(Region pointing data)
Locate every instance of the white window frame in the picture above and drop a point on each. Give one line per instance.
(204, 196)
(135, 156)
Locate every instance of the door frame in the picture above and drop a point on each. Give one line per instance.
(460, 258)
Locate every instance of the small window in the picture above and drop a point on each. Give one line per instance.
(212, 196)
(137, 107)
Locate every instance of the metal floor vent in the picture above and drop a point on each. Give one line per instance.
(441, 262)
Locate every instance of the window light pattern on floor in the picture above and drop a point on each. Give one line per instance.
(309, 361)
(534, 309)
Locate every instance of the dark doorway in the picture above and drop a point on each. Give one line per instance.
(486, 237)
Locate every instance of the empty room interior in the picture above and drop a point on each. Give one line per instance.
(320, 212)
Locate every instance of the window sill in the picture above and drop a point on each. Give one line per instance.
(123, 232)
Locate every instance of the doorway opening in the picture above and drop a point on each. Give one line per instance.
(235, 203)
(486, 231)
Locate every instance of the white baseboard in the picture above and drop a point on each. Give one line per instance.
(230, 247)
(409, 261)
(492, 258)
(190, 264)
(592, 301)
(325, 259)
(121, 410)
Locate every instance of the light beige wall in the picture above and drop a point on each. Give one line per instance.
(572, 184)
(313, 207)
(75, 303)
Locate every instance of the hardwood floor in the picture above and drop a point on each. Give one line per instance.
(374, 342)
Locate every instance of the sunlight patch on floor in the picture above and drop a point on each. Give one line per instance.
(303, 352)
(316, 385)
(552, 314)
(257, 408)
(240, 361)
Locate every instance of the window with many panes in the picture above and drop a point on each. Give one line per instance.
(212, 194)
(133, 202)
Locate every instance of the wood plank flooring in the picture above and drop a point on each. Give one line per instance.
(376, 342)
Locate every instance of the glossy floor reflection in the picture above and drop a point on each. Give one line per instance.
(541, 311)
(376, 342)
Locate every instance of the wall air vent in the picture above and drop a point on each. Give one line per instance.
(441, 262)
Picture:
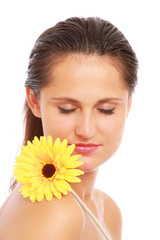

| What you need to do |
In the copy, include exactly the lines from the one with "Locate every instance of the wall" through the final line of the data, both ends included, and no pictures.

| Completed exercise |
Locate every instance of the wall air vent in the picture above and drop a point on each. Give one line per instance.
(441, 262)
Picture:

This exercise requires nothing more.